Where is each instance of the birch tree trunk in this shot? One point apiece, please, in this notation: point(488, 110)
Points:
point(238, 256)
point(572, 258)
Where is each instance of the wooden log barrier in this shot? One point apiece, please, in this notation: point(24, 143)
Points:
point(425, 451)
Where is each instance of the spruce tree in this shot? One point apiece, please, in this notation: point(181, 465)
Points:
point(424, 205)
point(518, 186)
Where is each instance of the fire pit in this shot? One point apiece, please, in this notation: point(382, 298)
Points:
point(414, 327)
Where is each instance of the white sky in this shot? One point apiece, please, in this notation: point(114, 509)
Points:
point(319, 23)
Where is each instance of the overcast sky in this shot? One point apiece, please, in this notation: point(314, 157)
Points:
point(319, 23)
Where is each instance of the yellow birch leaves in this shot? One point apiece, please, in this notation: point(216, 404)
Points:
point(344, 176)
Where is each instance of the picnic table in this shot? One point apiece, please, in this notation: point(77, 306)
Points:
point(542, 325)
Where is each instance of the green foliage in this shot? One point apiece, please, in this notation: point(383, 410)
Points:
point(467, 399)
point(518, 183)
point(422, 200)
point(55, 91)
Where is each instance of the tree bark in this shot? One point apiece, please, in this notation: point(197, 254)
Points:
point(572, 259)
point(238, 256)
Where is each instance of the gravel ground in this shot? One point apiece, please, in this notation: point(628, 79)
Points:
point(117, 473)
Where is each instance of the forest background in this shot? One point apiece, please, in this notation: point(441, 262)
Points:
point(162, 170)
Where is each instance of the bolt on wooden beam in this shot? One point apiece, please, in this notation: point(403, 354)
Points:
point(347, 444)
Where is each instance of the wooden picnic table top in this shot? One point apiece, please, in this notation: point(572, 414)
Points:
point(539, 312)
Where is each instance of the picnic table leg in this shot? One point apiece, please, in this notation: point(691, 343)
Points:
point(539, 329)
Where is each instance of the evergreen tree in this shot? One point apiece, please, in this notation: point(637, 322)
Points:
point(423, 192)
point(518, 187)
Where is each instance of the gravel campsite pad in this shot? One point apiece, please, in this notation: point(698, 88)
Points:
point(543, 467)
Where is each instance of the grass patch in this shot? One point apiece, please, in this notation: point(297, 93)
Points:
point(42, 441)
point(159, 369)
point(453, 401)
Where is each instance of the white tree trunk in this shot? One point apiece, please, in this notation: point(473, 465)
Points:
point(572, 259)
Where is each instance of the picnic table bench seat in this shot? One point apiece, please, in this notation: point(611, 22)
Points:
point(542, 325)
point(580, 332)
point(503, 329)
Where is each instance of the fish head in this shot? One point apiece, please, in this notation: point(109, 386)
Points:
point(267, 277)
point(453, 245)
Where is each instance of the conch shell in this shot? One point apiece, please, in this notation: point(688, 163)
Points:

• YOUR ASSIGNMENT: Please copy each line of the material that contains the word "wooden".

• REPLY:
Where is each instance of the wooden log barrier in this shot? One point apiece, please, in this notation: point(24, 143)
Where is each instance of the bolt on wooden beam in this shot? One point apiece, please, in this notation: point(403, 354)
Where is each instance of the wooden picnic table top in this shot? One point apiece, please, in this notation: point(572, 414)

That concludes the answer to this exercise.